» Required action: If a line below includes the string "pair", copy it.

Dataset entries:
-- -- --

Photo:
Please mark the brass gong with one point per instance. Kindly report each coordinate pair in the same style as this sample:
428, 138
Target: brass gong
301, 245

-- -- --

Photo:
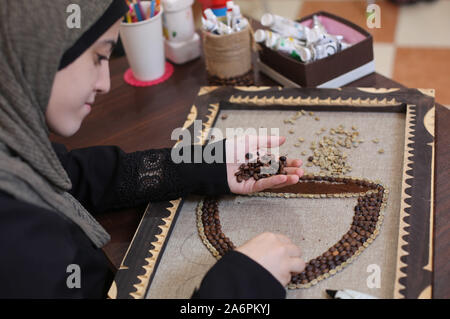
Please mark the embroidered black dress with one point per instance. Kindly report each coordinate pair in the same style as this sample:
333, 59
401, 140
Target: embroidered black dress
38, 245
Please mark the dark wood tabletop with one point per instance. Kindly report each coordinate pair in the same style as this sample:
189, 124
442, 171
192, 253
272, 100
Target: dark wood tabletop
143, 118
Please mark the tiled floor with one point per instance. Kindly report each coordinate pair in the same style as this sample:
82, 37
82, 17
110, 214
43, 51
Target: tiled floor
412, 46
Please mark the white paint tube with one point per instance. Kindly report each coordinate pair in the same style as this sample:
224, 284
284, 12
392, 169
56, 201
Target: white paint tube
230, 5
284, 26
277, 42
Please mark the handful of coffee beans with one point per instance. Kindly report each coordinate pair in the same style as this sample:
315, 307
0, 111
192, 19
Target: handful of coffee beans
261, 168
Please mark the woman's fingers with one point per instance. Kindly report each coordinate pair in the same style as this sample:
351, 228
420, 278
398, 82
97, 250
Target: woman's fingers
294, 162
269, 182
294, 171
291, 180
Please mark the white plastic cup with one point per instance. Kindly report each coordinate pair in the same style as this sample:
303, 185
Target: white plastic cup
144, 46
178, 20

-- -- --

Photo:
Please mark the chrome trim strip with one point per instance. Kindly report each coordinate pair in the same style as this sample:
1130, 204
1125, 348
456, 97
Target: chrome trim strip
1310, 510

-- -- --

» Solution to this exercise:
Please mark the brass gong with one point per instance. Kindly report each coordinate pair in the same style as this sample:
Please mark the embroidered black dress with one point per instance. Kindly report each coordinate pair in the same style as this sample:
Please mark the dark wood tabletop with one point per instance. Kindly report each coordinate pair in the same style as this sample:
Please mark the tiled floor with one point per instance. Kindly report each coordinate pair in the same style as this sample:
Please mark the white paint tube with one point per instance. Kindly report each coordinate pair in the same style as this sample:
Please mark the handful of coffee beans with one point per instance. Kindly report each coordinate pair in the same style as this sample:
Please mark the woman's fingers with one point per instance. Kindly report each coordinate pair in the same style as this sample:
Please mark the white plastic cup with one point per instance. Kindly report each coordinate pair in the same style as this sample:
Please mark the chrome trim strip with one point per instance. Kindly report each coordinate pair in the same style as this sample:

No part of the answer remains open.